◆ Text section:
Gardens In the Sky: A stirring tribute to one of the most powerful gospel singers in bluegrass history, Rounder’s ample 18-track Gardens in the Sky retrospective is but a taste of James King’s rich catalogue, but it’s a taste that goes a long way and, properly, leaves a listener wanting much more. As such, and for his considerable acclaim as a gospel singer, this is King’s first all-gospel album. Savor it.

With Roots & Wings: As impressive as was their 2006 debut, Beautiful Noise, Angel Band’s sophomore effort, With Roots & Wings, is doubly so. Some changes are evident and telling: original band member Adrien Reju has been replaced by Kathleen Weber, and Lloyd Maines is behind the board as producer. David Bromberg remains as the band leader and arranger, and his sure sense of roots and rhythm maps perfectly with Maines’s unerring feel for each number’s appropriate sonic texture. In the voices of Weber, Nancy Josephson and Jen Schonwald, and in Josephson’s humanist songwriting, Bromberg and Maines have all the substance they need to craft a compelling soundscape.

◆ Your tasks:
A. In the album reviews, who replaced original Angel Band member Adrien Reju?
B. Please extend the album reviews, picking up right after their final sentence.

◆ Recorded information:
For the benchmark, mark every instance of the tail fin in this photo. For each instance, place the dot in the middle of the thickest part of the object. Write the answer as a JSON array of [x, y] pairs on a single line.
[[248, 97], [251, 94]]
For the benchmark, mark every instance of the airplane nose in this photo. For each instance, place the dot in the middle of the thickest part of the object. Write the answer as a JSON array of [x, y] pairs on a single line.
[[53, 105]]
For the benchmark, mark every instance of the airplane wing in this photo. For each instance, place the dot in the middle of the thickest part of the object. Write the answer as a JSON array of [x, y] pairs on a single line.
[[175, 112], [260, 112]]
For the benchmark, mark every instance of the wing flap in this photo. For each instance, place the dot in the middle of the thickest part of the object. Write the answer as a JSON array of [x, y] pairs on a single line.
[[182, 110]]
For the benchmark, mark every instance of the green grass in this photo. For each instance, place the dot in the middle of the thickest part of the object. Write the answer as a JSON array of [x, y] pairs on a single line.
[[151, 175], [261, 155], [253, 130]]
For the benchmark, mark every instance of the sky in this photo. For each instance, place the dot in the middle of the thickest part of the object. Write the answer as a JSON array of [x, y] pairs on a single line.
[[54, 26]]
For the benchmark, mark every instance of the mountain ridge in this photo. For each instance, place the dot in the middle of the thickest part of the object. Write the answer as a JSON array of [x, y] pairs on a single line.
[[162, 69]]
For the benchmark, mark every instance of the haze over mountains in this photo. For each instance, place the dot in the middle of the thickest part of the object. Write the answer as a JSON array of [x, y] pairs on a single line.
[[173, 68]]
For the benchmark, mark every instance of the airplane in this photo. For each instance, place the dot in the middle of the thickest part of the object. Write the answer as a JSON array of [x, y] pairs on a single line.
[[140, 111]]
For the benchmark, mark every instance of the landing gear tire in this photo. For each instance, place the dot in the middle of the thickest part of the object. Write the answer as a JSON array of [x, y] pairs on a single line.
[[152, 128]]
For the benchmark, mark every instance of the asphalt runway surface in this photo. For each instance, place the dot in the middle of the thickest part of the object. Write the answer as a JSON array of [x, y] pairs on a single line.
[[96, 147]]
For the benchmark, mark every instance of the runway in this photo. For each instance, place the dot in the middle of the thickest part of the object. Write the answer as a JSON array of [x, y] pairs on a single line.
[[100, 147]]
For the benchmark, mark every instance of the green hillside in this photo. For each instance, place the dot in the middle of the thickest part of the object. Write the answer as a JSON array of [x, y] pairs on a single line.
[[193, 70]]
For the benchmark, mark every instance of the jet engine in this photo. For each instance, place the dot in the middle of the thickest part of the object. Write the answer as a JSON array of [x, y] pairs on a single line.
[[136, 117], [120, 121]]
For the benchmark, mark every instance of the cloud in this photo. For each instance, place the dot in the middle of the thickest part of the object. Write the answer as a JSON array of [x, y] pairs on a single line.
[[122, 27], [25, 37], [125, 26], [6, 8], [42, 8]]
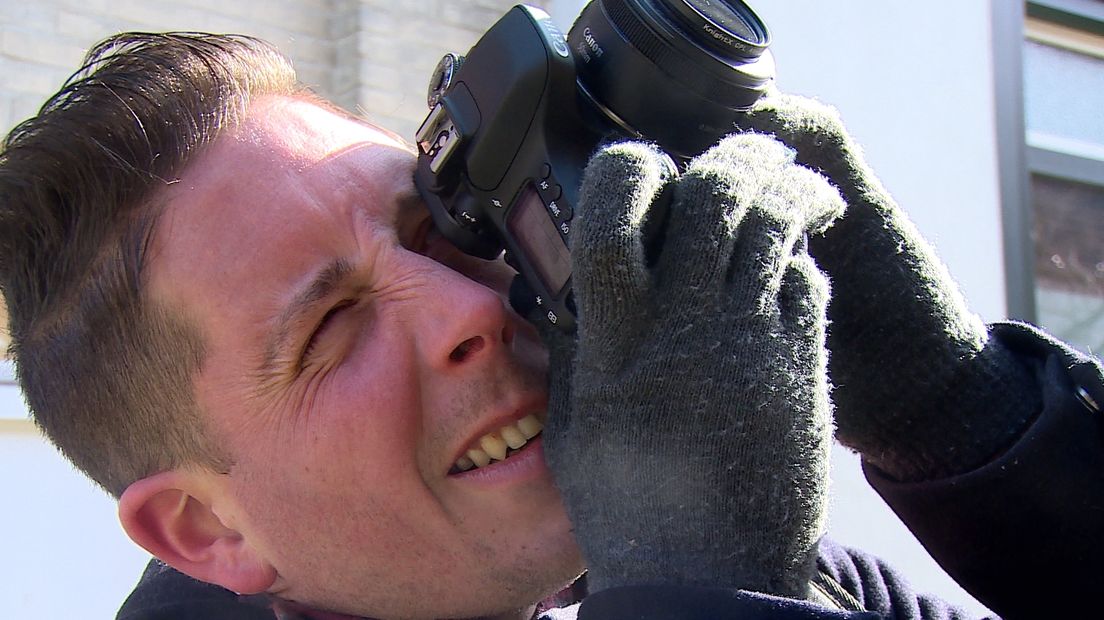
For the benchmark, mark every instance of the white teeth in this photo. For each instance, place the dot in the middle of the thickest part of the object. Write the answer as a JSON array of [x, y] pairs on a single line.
[[478, 457], [530, 426], [494, 446], [512, 436]]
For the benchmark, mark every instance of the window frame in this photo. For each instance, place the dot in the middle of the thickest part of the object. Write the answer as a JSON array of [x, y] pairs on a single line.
[[1018, 156]]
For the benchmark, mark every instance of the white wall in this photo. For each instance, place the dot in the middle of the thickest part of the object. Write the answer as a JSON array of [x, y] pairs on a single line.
[[911, 79]]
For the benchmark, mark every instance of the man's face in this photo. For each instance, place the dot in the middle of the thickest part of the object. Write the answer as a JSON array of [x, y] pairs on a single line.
[[352, 356]]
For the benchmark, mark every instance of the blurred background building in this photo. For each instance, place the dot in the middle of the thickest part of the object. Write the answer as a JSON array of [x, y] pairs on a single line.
[[983, 117]]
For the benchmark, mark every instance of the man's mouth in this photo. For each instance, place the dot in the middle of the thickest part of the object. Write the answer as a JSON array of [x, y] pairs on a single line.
[[500, 445]]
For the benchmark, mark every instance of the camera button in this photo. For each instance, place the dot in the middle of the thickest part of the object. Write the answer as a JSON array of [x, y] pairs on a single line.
[[550, 191], [560, 210]]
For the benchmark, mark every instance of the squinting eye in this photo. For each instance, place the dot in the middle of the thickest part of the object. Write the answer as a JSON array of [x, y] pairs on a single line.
[[322, 324]]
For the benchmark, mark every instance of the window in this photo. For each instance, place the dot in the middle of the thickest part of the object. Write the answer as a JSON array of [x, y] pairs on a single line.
[[1063, 117]]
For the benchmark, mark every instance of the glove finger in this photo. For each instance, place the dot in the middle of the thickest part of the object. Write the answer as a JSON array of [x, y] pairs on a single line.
[[811, 128], [608, 256], [711, 201], [803, 307]]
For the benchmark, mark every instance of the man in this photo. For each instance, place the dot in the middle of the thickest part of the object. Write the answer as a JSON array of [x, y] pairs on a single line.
[[230, 309]]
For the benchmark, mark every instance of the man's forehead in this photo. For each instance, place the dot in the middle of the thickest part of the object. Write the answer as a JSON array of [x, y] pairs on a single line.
[[284, 180], [305, 129]]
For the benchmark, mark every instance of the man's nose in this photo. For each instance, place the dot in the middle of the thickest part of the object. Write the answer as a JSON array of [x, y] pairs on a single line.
[[467, 322]]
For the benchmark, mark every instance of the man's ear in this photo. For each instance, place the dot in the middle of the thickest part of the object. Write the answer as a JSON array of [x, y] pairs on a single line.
[[170, 515]]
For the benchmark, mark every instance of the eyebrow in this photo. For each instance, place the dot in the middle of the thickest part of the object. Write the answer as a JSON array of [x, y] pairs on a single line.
[[326, 280]]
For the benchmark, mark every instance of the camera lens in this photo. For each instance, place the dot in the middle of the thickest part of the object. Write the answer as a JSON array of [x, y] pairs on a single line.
[[678, 72], [729, 28]]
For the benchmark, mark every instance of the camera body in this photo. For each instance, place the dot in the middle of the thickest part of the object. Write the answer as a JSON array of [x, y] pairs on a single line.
[[513, 123]]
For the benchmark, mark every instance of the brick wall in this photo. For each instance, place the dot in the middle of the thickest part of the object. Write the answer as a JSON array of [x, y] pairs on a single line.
[[369, 55]]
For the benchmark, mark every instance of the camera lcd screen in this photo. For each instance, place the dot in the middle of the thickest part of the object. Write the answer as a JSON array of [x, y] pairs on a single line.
[[531, 226]]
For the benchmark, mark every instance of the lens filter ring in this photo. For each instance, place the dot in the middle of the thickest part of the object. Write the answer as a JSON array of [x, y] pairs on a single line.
[[728, 27]]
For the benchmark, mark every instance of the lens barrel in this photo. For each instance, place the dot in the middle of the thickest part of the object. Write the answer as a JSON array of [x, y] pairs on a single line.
[[678, 72]]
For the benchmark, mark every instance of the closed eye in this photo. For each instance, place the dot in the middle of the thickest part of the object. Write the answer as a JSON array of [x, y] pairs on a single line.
[[321, 328]]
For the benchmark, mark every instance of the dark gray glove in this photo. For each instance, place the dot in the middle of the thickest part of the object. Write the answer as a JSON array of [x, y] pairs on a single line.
[[691, 439], [921, 389]]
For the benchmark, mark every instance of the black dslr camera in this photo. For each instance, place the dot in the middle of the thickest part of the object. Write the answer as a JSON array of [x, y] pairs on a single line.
[[513, 123]]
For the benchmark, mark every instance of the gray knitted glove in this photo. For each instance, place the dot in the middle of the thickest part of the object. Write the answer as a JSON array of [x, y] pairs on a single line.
[[921, 389], [691, 440]]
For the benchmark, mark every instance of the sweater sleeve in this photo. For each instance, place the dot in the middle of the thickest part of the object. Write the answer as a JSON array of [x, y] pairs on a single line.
[[1025, 532], [855, 579]]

◆ Answers for the tasks:
A. Kathleen Weber

B.
Walls Fall Down: Of all her many artistic gifts—playwright, actress, author, singer, songwriter—the latter has brought her the most acclaim and is the heart of Kimmie Rhodes’s legacy. She’s one of Emmylou Harris’s favorite songwriters, and one of Willie Nelson’s favorite duet partners, and that’s pretty good for starters. That her decade-plus of solo recordings haven’t brought her near to being a star in the country/Americana firmament isn’t for lack of compelling music, which keeps on coming on Walls Fall Down, yet another deeply haunting example of her singular musical vision.

The Complete Hits: This wonderful collection spotlights the enduring work the Browns did under the guidance of Chet Atkins, on some of the early, essential documents of the pop-influenced “Nashville Sound.” Starting out as a coed version of the Louvin Brothers, Jim Ed Brown and his sisters Maxine and Bonnie metamorphosed into the countrypolitan version of The Fleetwoods and made beautiful music together.

BEYOND THE BLUE
Of Surf, Sun and Shadows: Two new reissues of the Beach Boys’ U.S. singles from 1962 to 1965, and Dennis Wilson’s two solo albums, the critically acclaimed Pacific Ocean Blue and the unfinished-at-his-death Bambu, spur reflections on another time and place in American history, one artist’s fruitless search for an identity that was abundantly evident in his own music, and the persistent warmth of the sun.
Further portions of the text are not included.